◆ **Instructions to follow**
I'd like every entry transcribed word for word, with no pictures.

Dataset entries

===============

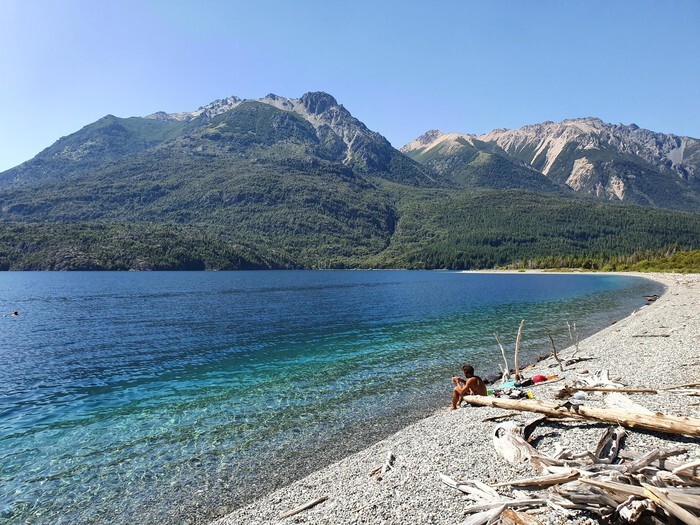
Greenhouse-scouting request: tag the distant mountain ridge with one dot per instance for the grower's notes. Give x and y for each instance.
(613, 162)
(300, 183)
(338, 136)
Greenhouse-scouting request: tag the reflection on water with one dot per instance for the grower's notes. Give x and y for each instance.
(163, 397)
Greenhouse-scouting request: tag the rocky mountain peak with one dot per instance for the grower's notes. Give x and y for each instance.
(422, 141)
(317, 102)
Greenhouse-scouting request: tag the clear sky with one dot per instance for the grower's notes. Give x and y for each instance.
(402, 67)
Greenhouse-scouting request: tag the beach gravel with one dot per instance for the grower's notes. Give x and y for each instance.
(656, 346)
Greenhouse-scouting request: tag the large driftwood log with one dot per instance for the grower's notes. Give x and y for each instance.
(511, 446)
(659, 422)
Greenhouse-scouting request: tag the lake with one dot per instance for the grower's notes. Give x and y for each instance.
(170, 397)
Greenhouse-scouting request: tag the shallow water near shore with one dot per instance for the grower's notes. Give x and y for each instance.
(170, 397)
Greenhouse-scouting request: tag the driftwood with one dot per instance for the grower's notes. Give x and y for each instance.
(511, 446)
(671, 424)
(302, 508)
(633, 491)
(505, 376)
(513, 517)
(600, 378)
(554, 351)
(618, 401)
(542, 481)
(571, 336)
(498, 418)
(517, 348)
(380, 471)
(609, 445)
(662, 499)
(686, 500)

===============

◆ **Solution for this exercise**
Greenhouse-scouting request: tag the distant mountain ridge with one dot per instance for the grower's notes. Give x and y for each instance.
(613, 162)
(300, 183)
(338, 136)
Greenhouse-scouting request: tag the reflection on water with one dot per instance for the grower's notes. Give x and y for each instance.
(163, 397)
Greenhouse-scouting request: tag the rocky mountain peak with one dot per instance for the grower's notes. Give x and y for each instance.
(422, 141)
(317, 102)
Greenhouse-scouting request: tag the clear sky with one dot per instance for the grower's notes. Give x and y for each instance.
(402, 67)
Greenhouse-scouting request: tag the beach gravel with one dot per instance for the grower's notes. Give x and y for each instance.
(656, 346)
Greenhouse-scouting request: tag the large driftwood log with one dot per instance for the grower's notes. Give x and y for each instance.
(511, 446)
(659, 422)
Greenhouse-scouting request: tag the lake with one dot per instance for the grower's notes. Give x and y for each instance.
(170, 397)
Greenhouse-scouting request: tag the shallow water near shore with one dot per instance for the grower's notes. Give x and y for each instance.
(170, 397)
Greenhouse-scouting request: tag the driftwood with one dot per instance for the grower's notes. Give x and y for each instance.
(511, 446)
(671, 424)
(302, 508)
(633, 491)
(505, 376)
(513, 517)
(600, 378)
(554, 351)
(618, 401)
(542, 481)
(571, 336)
(498, 418)
(517, 348)
(380, 471)
(609, 445)
(662, 499)
(686, 500)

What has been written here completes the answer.